═══ Input material

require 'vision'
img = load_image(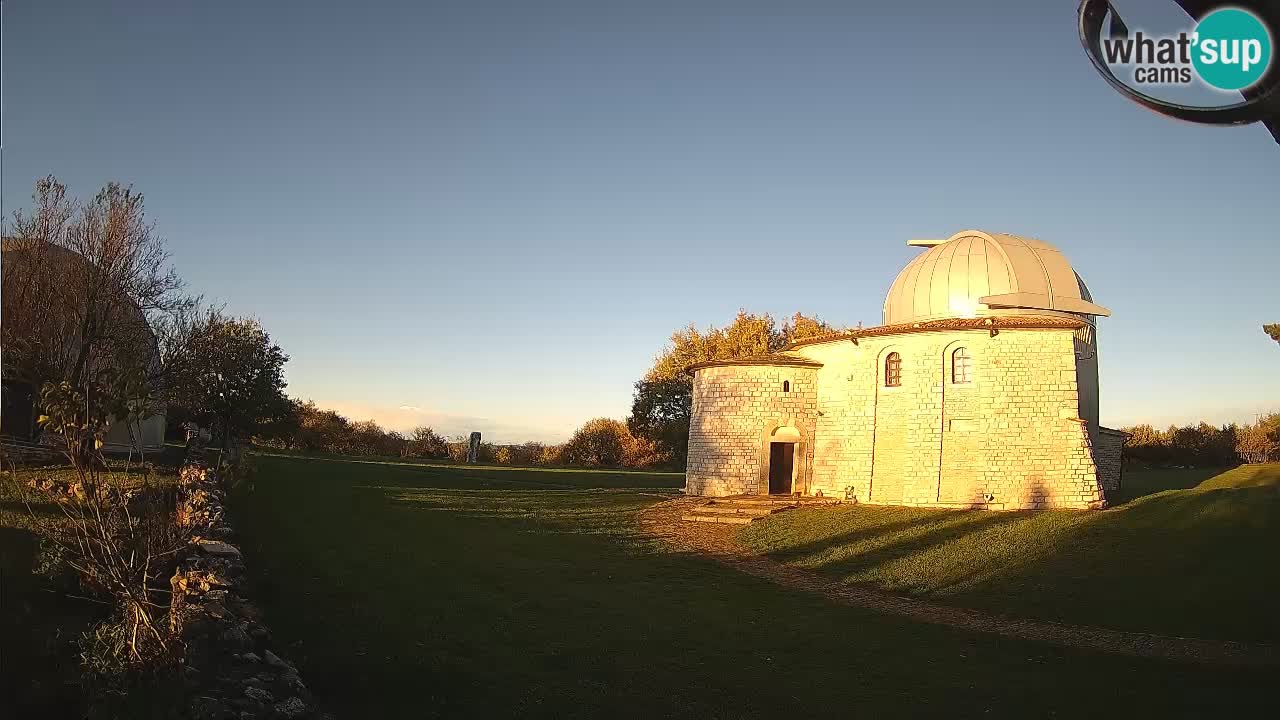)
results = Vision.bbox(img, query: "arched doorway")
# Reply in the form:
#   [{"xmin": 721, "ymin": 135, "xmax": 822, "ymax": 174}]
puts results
[{"xmin": 768, "ymin": 425, "xmax": 801, "ymax": 495}]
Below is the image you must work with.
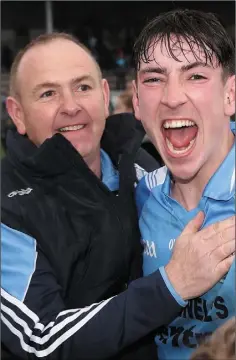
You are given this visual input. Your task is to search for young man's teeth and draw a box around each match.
[166,138,195,154]
[59,125,84,131]
[163,120,195,129]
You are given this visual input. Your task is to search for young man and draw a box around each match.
[1,34,234,360]
[133,10,235,360]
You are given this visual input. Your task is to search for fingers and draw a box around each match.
[200,215,235,239]
[216,255,235,281]
[181,211,205,236]
[216,240,235,260]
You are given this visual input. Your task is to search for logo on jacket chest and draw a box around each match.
[142,240,157,258]
[7,188,33,197]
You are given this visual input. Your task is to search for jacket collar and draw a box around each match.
[7,114,144,177]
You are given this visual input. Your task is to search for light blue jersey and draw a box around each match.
[136,139,236,360]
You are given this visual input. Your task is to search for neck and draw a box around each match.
[171,129,234,211]
[84,148,101,179]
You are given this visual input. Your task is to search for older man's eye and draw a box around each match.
[40,90,54,98]
[190,74,206,80]
[78,84,91,91]
[144,77,162,83]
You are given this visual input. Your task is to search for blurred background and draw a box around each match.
[1,0,235,155]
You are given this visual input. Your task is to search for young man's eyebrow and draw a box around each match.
[139,66,167,75]
[180,61,212,72]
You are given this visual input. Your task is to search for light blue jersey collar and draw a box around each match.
[203,142,235,200]
[100,149,119,191]
[162,136,235,200]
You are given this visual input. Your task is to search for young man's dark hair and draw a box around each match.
[134,9,235,76]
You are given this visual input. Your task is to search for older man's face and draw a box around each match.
[8,39,109,161]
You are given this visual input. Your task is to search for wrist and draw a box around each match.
[165,262,189,301]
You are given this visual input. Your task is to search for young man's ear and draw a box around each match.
[6,96,26,135]
[132,80,141,120]
[224,75,235,116]
[102,79,110,118]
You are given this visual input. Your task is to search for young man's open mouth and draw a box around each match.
[162,119,198,157]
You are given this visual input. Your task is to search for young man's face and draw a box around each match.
[8,39,109,163]
[133,37,235,181]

══════

Your goal: Rescale the lines from the one with "man and draw a box around each match." up to and including the one with "[133,10,235,360]", and write them all out again, including the request line. Multiply every coordinate in the answers by 1.45 and round each result to a whole number, rounding halves up.

Answer for the task:
You are given this visual input. Your task is to search for young man and draw a box around each match.
[1,49,339,522]
[193,15,341,522]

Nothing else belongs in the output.